[YOUR INSTRUCTIONS] Print every record below exactly as written.

[RECORD SET]
┄┄┄┄┄┄

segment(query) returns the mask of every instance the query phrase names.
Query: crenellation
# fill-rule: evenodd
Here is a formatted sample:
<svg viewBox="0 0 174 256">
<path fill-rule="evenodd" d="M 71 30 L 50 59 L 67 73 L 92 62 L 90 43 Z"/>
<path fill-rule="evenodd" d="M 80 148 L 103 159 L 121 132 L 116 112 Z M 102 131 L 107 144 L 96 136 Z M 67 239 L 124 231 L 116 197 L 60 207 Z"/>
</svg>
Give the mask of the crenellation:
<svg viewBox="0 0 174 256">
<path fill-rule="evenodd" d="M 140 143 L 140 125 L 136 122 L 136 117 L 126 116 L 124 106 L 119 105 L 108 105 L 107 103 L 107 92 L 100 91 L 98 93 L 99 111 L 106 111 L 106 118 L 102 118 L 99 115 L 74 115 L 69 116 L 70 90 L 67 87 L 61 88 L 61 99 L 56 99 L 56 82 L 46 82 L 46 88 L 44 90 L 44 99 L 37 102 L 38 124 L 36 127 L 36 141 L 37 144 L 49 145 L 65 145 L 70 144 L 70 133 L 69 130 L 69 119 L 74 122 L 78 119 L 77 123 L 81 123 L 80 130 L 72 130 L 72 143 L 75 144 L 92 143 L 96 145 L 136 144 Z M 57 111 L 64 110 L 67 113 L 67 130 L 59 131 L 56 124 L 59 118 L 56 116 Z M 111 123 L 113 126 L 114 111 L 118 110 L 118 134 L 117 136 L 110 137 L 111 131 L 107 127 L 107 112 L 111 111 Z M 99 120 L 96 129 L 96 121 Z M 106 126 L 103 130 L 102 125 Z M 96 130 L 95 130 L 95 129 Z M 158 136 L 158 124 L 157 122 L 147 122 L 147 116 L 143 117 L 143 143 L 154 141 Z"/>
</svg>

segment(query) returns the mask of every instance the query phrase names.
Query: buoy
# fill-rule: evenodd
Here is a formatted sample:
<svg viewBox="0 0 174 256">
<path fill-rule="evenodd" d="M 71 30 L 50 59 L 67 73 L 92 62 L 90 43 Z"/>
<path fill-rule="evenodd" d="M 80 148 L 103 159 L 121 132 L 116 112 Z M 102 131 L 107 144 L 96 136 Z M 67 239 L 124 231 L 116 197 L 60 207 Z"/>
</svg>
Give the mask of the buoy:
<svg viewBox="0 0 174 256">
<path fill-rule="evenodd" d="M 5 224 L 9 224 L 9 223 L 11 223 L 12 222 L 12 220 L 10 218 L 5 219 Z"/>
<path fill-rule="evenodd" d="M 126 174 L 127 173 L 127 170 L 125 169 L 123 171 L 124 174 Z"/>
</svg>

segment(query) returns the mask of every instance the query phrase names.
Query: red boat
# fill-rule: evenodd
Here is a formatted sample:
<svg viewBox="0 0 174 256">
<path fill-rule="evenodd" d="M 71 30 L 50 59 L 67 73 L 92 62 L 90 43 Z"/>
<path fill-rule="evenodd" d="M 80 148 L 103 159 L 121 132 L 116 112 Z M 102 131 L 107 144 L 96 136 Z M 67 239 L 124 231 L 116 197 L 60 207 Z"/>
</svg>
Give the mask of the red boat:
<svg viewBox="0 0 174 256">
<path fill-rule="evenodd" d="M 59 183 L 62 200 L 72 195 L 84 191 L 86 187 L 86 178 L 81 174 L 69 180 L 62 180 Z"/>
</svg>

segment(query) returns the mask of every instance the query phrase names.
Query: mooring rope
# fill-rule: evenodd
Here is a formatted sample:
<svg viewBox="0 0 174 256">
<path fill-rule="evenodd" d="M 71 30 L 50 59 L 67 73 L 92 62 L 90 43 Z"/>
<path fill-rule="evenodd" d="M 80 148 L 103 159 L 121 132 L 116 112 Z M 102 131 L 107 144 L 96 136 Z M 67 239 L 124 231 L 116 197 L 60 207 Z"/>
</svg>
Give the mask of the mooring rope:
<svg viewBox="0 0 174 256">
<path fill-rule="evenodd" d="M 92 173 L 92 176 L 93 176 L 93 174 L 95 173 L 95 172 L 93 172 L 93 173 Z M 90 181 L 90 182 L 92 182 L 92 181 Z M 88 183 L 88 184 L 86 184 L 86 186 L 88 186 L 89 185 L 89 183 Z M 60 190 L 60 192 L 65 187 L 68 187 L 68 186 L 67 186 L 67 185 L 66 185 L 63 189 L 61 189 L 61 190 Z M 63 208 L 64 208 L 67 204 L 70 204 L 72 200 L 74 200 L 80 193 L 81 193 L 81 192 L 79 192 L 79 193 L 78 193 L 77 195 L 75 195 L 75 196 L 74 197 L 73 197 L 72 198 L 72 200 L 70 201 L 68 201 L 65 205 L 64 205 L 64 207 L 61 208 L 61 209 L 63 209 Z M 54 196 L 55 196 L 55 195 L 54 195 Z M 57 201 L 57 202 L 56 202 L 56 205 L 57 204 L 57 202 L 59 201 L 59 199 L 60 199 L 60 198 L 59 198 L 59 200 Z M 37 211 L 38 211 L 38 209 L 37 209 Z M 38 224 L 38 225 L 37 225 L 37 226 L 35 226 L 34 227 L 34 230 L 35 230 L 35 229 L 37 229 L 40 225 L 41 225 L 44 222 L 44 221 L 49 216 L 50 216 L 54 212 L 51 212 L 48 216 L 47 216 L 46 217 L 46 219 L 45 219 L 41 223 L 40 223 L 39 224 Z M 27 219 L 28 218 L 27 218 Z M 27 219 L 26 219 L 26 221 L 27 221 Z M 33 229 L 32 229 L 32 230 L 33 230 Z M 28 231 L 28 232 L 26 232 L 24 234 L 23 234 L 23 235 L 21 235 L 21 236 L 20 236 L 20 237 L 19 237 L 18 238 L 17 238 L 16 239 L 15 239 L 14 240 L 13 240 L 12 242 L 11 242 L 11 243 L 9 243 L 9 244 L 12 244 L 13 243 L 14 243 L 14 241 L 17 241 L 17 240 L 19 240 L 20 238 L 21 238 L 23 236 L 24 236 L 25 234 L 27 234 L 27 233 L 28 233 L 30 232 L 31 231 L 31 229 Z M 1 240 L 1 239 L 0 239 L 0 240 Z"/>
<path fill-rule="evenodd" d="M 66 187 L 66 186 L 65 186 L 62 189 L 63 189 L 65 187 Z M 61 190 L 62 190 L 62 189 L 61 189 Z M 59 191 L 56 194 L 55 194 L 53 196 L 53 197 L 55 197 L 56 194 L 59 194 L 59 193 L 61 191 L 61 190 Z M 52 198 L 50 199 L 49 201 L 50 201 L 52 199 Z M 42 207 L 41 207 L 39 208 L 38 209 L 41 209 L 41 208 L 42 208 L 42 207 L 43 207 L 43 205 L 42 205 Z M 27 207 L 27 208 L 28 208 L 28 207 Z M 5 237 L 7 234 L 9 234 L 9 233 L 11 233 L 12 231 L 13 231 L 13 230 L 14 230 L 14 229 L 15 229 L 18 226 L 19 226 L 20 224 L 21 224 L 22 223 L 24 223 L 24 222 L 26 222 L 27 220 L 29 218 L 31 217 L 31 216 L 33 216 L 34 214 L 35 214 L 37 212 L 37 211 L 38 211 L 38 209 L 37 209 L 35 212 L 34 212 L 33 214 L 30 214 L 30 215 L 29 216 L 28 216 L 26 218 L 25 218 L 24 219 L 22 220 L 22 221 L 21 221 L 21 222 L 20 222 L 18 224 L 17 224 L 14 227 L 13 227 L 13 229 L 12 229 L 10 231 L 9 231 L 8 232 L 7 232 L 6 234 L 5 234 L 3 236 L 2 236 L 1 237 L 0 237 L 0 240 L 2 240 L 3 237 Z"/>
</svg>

┄┄┄┄┄┄

[EXERCISE OUTPUT]
segment(query) returns the mask of every instance the query phrase names.
Query: crenellation
# fill-rule: evenodd
Here is a formatted sample:
<svg viewBox="0 0 174 256">
<path fill-rule="evenodd" d="M 71 30 L 50 59 L 67 73 L 92 62 L 90 43 Z"/>
<path fill-rule="evenodd" d="M 80 148 L 103 159 L 121 132 L 116 112 Z M 102 131 L 107 144 L 96 136 Z M 67 239 L 124 231 L 116 197 L 60 207 Z"/>
</svg>
Give the mask of the crenellation:
<svg viewBox="0 0 174 256">
<path fill-rule="evenodd" d="M 140 143 L 140 125 L 136 122 L 136 117 L 126 116 L 124 106 L 119 105 L 108 105 L 107 103 L 107 92 L 100 91 L 98 93 L 99 111 L 106 111 L 106 118 L 102 118 L 99 115 L 74 115 L 69 116 L 70 90 L 67 87 L 61 88 L 61 99 L 56 99 L 56 82 L 46 82 L 46 88 L 44 90 L 44 99 L 37 102 L 38 124 L 36 127 L 36 141 L 37 144 L 49 145 L 65 145 L 70 144 L 70 133 L 69 130 L 69 119 L 74 122 L 78 119 L 77 123 L 81 123 L 80 130 L 72 130 L 72 143 L 75 144 L 92 143 L 96 145 L 136 144 Z M 57 111 L 64 110 L 67 113 L 67 130 L 59 131 L 56 124 L 59 118 L 56 116 Z M 111 123 L 113 126 L 114 111 L 118 110 L 118 134 L 117 136 L 110 137 L 111 131 L 107 127 L 107 112 L 111 111 Z M 99 120 L 96 129 L 96 121 Z M 106 126 L 103 130 L 102 125 Z M 96 130 L 95 130 L 95 129 Z M 158 136 L 158 124 L 157 122 L 147 122 L 147 116 L 143 117 L 143 143 L 154 141 Z"/>
</svg>

segment(query) returns the mask of every instance the query phrase names.
Query: buoy
# fill-rule: evenodd
Here is a formatted sample:
<svg viewBox="0 0 174 256">
<path fill-rule="evenodd" d="M 71 30 L 50 59 L 67 73 L 92 62 L 90 43 Z"/>
<path fill-rule="evenodd" d="M 80 148 L 103 159 L 121 132 L 116 112 Z M 102 131 L 107 144 L 96 136 Z M 67 239 L 124 231 L 116 197 L 60 207 Z"/>
</svg>
Give the mask of the buoy:
<svg viewBox="0 0 174 256">
<path fill-rule="evenodd" d="M 5 224 L 9 224 L 9 223 L 11 223 L 12 222 L 12 220 L 10 218 L 5 219 Z"/>
<path fill-rule="evenodd" d="M 126 174 L 127 173 L 127 170 L 125 169 L 123 171 L 124 174 Z"/>
</svg>

segment(query) returns the mask of every instance the query phrase names.
Query: red boat
# fill-rule: evenodd
Here is a formatted sample:
<svg viewBox="0 0 174 256">
<path fill-rule="evenodd" d="M 71 30 L 50 59 L 67 73 L 92 62 L 90 43 Z"/>
<path fill-rule="evenodd" d="M 80 148 L 103 159 L 121 132 L 116 112 Z M 102 131 L 107 144 L 96 136 Z M 67 239 L 124 231 L 116 197 L 60 207 Z"/>
</svg>
Give the mask of the red boat:
<svg viewBox="0 0 174 256">
<path fill-rule="evenodd" d="M 59 183 L 62 200 L 72 195 L 84 191 L 86 187 L 86 178 L 81 174 L 69 180 L 62 180 Z"/>
</svg>

segment(query) returns the mask of every instance the query phrase names.
Query: mooring rope
# fill-rule: evenodd
Here is a formatted sample:
<svg viewBox="0 0 174 256">
<path fill-rule="evenodd" d="M 71 30 L 50 59 L 67 73 L 92 62 L 90 43 Z"/>
<path fill-rule="evenodd" d="M 80 148 L 103 159 L 121 132 L 116 112 Z M 102 131 L 107 144 L 96 136 Z M 67 239 L 124 231 L 116 197 L 60 207 Z"/>
</svg>
Give the mask of the mooring rope:
<svg viewBox="0 0 174 256">
<path fill-rule="evenodd" d="M 92 173 L 92 176 L 93 176 L 93 174 L 95 173 L 95 172 L 93 172 L 93 173 Z M 90 181 L 90 182 L 92 182 L 92 181 Z M 88 183 L 88 184 L 86 184 L 86 186 L 88 186 L 89 185 L 89 183 Z M 60 190 L 60 192 L 65 187 L 68 187 L 68 186 L 67 186 L 67 185 L 66 185 L 63 189 L 61 189 L 61 190 Z M 63 208 L 64 208 L 67 204 L 70 204 L 72 200 L 74 200 L 80 193 L 81 193 L 81 192 L 79 192 L 79 193 L 78 193 L 77 195 L 75 195 L 75 196 L 74 197 L 73 197 L 72 198 L 72 200 L 70 201 L 68 201 L 65 205 L 64 205 L 64 207 L 61 208 L 61 209 L 63 209 Z M 54 196 L 55 196 L 55 195 L 54 195 Z M 57 201 L 57 202 L 56 202 L 56 205 L 57 204 L 57 202 L 59 201 L 59 199 L 60 199 L 60 198 L 59 198 L 59 200 Z M 37 211 L 38 211 L 38 209 L 37 209 Z M 38 224 L 38 225 L 37 225 L 37 226 L 35 226 L 34 227 L 34 230 L 35 230 L 35 229 L 37 229 L 40 225 L 41 225 L 44 222 L 44 221 L 49 216 L 50 216 L 54 212 L 51 212 L 48 216 L 47 216 L 46 217 L 46 219 L 45 219 L 41 223 L 40 223 L 39 224 Z M 27 219 L 28 218 L 27 218 Z M 27 219 L 26 219 L 26 221 L 27 221 Z M 33 229 L 32 229 L 32 230 L 33 230 Z M 28 231 L 28 232 L 26 232 L 24 234 L 23 234 L 23 235 L 21 235 L 21 236 L 20 236 L 20 237 L 19 237 L 18 238 L 17 238 L 16 239 L 15 239 L 14 240 L 13 240 L 12 242 L 11 242 L 11 243 L 9 243 L 9 244 L 12 244 L 13 243 L 14 243 L 14 241 L 17 241 L 17 240 L 19 240 L 20 238 L 21 238 L 23 236 L 24 236 L 25 234 L 27 234 L 27 233 L 28 233 L 30 232 L 31 231 L 31 229 Z M 1 240 L 1 239 L 0 239 L 0 240 Z"/>
<path fill-rule="evenodd" d="M 66 187 L 66 186 L 65 186 L 62 189 L 63 189 L 65 187 Z M 61 190 L 62 190 L 62 189 L 61 189 Z M 59 191 L 56 194 L 55 194 L 53 196 L 53 197 L 55 197 L 56 194 L 59 194 L 59 193 L 61 191 L 61 190 Z M 52 198 L 50 199 L 49 201 L 50 201 L 52 199 Z M 42 207 L 41 207 L 39 208 L 38 209 L 41 209 L 41 208 L 42 208 L 42 207 L 43 207 L 43 205 L 42 205 Z M 27 207 L 27 208 L 28 208 L 28 207 Z M 5 237 L 7 234 L 9 234 L 9 233 L 11 233 L 12 231 L 13 231 L 13 230 L 14 230 L 14 229 L 15 229 L 18 226 L 19 226 L 20 224 L 21 224 L 22 223 L 24 223 L 24 222 L 26 222 L 27 220 L 29 218 L 31 217 L 31 216 L 33 216 L 34 214 L 35 214 L 37 212 L 37 211 L 38 211 L 38 209 L 37 209 L 35 212 L 34 212 L 33 214 L 30 214 L 30 215 L 29 216 L 28 216 L 26 218 L 25 218 L 24 219 L 22 220 L 22 221 L 21 221 L 21 222 L 20 222 L 18 224 L 17 224 L 14 227 L 13 227 L 13 229 L 12 229 L 10 231 L 9 231 L 8 232 L 7 232 L 6 234 L 5 234 L 3 236 L 2 236 L 1 237 L 0 237 L 0 240 L 2 240 L 3 237 Z"/>
</svg>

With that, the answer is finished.